- 给定题目 A -
根据所给文本回答以下问题：
(i) 示例数据所在的 collection 叫什么名字？
(ii) 期望结果中，type 为 "agency" 的那一项 count 是多少？
(iii) 查询语句里，“3 or more properties” 的筛选条件用的是哪个比较运算符？

- 所给文本 -
SPL 协助 Mongodb:Aggregation nested $group

Mongodb 数据库中某 collection(名为 type_properties) 数据如下:

[
    { type: "agency", properties: 4 },
    { type: "host", properties: 5 },
    { type: "agency", properties: 4 },
    { type: "landlord", properties: 5 },
    { type: "agency", properties: 8 },
    { type: "tenant", properties: 2 },
    { type: "host", properties: 1 },
    { type: "host", properties: 1 },
    { type: "agency", properties: 8 },
    { type: "host", properties: 9 },
    { type: "host", properties: 5 },
    { type: "agency", properties: 1 },
    { type: "agency", properties: 2 },
    { type: "tenant", properties: 2 },
    { type: "agency", properties: 1 },
    { type: "tenant", properties: 4 },
    { type: "tenant", properties: 7 }
]

要求:按 type 分组,组内统计 5 个指标,如下

count:组内记录数,以 tenant 为例是 4
“0 properties”: 组内 PROPERTIES=0 的记录数,本例是 0
“1 property”: 组内 PROPERTIES=1 的记录数,本例是 0
“2 properties”: 组内 PROPERTIES=2 的记录数,本例是 2
“3 or more properties”: 组内 PROPERTIES>=3 的记录数,本例是 2

期望结果如下:

[
    {
        type: "tenant",
        count: 4, 		// THERE ARE 4 TENANTS TOTAL
        "0 properties": 0, 	// 0 TENANTS WHERE PROPERTIES = 0
        "1 property": 0, 	// 0 TENANTS WHERE PROPERTIES = 1
        "2 properties": 2, 	// 2 TENANTS WHERE PROPERTIES = 2
        "3 or more properties": 2 	// 2 TENANTS WHERE PROPERTIES >= 3
    },
    {
        type: "landlord",
        count: 1, 
        "0 properties": 0,
        "1 property": 0,
        "2 properties": 0,
        "3 or more properties": 1
    },
    {
        type: "agency",
        count: 7, 
        "0 properties": 0,
        "1 property": 2,
        "2 properties": 1,
        "3 or more properties": 4
    },
    {
        type: "host",
        count: 5, 
        "0 properties": 0,
        "1 property": 2,
        "2 properties": 0,
        "3 or more properties": 3
    }
]

MongoDB query 冗长查询语句比较繁琐,一种较简洁的写法如下:

db.type_properties.aggregate([
  {
    $group: {
      _id: "$type",
      count: { $count: {} },
      num_properties: { $push: "$properties" }
    }
  },
  {
    $set: {
      "0 properties": {
        $size: {
          $filter: { input: "$num_properties", cond: { $eq: ["$$this", 0] } }
        }
      },
      "1 property": {
        $size: {
          $filter: { input: "$num_properties", cond: { $eq: ["$$this", 1] } }
        }
      },
      "2 properties": {
        $size: {
          $filter: { input: "$num_properties", cond: { $eq: ["$$this", 2] } }
        }
      },
      "3 or more properties": {
        $size: {
          $filter: { input: "$num_properties", cond: { $gte: ["$$this", 3] } }
        }
      },
      type: "$_id",
      _id: "$$REMOVE",
      num_properties: "$$REMOVE"

- 所给条目 -
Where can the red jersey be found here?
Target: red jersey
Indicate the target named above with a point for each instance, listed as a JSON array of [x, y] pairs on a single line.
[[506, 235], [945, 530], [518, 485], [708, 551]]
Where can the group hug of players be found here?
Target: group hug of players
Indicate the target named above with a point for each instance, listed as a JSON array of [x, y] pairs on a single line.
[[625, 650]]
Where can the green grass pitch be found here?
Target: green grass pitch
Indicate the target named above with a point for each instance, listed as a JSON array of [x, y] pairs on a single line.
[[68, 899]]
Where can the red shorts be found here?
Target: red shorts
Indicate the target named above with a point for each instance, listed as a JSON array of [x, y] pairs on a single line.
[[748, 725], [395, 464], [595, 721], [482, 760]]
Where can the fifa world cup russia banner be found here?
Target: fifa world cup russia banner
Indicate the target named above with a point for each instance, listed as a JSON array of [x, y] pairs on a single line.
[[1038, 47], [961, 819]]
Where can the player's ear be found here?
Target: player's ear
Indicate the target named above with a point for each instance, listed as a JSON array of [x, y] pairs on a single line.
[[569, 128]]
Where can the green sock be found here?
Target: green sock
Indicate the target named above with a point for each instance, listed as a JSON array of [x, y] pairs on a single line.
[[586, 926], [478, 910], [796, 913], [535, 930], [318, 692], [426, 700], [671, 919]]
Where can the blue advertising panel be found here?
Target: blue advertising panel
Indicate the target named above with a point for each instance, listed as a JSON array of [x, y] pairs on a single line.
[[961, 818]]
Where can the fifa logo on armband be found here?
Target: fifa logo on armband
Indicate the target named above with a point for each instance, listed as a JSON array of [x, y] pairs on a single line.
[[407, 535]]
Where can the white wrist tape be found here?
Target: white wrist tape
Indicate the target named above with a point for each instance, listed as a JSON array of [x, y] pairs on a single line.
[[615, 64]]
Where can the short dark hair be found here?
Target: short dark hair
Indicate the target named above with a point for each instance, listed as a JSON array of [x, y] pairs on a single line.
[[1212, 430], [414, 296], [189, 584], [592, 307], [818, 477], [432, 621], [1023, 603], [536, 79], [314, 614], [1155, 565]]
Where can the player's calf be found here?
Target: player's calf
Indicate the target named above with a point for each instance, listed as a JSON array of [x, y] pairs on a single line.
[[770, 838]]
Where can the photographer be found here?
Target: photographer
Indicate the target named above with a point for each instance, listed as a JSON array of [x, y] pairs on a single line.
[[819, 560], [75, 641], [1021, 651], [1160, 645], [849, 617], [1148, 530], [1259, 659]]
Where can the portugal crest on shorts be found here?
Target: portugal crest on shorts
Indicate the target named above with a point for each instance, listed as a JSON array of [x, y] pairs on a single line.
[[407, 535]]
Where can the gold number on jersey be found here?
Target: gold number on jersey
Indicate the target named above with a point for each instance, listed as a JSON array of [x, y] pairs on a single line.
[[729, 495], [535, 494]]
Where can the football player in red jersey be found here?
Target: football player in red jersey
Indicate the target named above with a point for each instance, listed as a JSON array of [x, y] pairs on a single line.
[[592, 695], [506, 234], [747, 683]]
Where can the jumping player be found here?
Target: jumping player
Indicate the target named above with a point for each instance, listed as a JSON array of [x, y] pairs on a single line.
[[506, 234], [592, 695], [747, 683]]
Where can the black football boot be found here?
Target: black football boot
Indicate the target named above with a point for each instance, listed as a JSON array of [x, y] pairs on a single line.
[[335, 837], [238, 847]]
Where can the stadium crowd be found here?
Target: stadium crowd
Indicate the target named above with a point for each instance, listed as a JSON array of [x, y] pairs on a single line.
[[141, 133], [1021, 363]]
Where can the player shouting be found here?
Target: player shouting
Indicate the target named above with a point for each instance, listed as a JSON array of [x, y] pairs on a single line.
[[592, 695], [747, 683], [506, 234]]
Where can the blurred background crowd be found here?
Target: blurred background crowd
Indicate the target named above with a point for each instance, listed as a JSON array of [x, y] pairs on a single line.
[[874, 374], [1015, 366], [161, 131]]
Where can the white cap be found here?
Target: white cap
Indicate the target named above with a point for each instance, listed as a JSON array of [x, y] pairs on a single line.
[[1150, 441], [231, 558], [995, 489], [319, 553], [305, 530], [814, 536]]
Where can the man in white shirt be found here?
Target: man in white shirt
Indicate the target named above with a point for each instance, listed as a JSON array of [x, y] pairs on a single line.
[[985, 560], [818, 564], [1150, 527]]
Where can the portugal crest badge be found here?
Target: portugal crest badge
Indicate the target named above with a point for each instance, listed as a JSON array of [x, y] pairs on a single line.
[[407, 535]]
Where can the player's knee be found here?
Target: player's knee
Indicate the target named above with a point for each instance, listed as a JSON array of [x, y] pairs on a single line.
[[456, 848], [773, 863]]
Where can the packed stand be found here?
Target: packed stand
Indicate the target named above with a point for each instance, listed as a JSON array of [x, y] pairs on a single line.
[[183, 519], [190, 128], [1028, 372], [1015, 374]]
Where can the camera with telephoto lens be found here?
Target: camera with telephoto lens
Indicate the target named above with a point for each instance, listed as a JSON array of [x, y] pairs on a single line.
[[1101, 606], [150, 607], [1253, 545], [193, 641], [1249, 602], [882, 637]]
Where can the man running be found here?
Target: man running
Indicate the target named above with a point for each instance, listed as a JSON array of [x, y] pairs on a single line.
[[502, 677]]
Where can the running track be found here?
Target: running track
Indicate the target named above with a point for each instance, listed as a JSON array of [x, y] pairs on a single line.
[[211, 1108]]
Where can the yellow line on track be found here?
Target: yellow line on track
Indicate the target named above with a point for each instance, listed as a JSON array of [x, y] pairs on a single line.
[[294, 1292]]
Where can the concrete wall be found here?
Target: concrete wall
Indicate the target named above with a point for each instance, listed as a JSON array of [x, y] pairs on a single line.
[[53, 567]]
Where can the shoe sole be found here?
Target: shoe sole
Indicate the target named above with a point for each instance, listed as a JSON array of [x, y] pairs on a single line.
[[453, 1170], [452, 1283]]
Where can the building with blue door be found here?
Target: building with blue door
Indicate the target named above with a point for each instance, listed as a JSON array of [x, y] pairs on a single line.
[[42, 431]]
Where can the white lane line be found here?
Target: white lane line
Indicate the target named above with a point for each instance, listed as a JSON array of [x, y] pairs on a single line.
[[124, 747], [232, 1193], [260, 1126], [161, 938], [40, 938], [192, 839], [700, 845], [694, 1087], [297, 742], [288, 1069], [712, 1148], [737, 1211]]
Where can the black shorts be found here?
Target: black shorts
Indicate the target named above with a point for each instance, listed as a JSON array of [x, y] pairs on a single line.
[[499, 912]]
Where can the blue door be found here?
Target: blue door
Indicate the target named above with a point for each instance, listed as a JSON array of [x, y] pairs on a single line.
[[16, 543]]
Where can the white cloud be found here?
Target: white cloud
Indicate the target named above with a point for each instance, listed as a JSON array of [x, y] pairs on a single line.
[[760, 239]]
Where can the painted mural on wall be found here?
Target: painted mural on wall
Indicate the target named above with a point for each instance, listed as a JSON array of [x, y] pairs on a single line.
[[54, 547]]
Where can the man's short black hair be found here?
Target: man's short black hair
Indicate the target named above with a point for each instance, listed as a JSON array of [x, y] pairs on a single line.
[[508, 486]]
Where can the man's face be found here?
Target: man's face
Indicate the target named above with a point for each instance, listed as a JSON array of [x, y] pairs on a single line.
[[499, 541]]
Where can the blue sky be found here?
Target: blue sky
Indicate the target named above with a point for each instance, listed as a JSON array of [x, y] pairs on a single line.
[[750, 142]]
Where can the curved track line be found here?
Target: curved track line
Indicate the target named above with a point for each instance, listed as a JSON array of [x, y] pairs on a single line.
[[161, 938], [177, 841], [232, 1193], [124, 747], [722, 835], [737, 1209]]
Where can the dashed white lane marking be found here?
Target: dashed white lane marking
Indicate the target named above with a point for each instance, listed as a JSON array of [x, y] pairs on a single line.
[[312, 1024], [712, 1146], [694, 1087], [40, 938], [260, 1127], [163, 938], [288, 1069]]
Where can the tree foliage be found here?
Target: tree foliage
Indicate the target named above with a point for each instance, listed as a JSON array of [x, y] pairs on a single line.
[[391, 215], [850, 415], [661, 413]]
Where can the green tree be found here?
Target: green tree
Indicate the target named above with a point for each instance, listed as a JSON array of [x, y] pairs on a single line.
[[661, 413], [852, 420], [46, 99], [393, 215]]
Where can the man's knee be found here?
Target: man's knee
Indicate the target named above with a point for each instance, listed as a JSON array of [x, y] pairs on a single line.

- 给定题目 B -
请原样输出条目中的内容：从包含“Where can the dashed”的那一行开始，一直到包含“[[661, 413], [852, 420], [46, 99], [393, 215]]”的那一行为止，首尾两行都要包括。

- 题目解答 A -
(i) type_properties
(ii) 7
(iii) $gte

- 题目解答 B -
Where can the dashed white lane marking be found here?
Target: dashed white lane marking
Indicate the target named above with a point for each instance, listed as a JSON array of [x, y] pairs on a single line.
[[312, 1024], [712, 1146], [694, 1087], [40, 938], [260, 1127], [163, 938], [288, 1069]]
Where can the tree foliage be found here?
Target: tree foliage
Indicate the target named above with a point for each instance, listed as a JSON array of [x, y] pairs on a single line.
[[391, 215], [850, 415], [661, 413]]
Where can the green tree be found here?
Target: green tree
Indicate the target named above with a point for each instance, listed as a JSON array of [x, y] pairs on a single line.
[[661, 413], [852, 420], [46, 99], [393, 215]]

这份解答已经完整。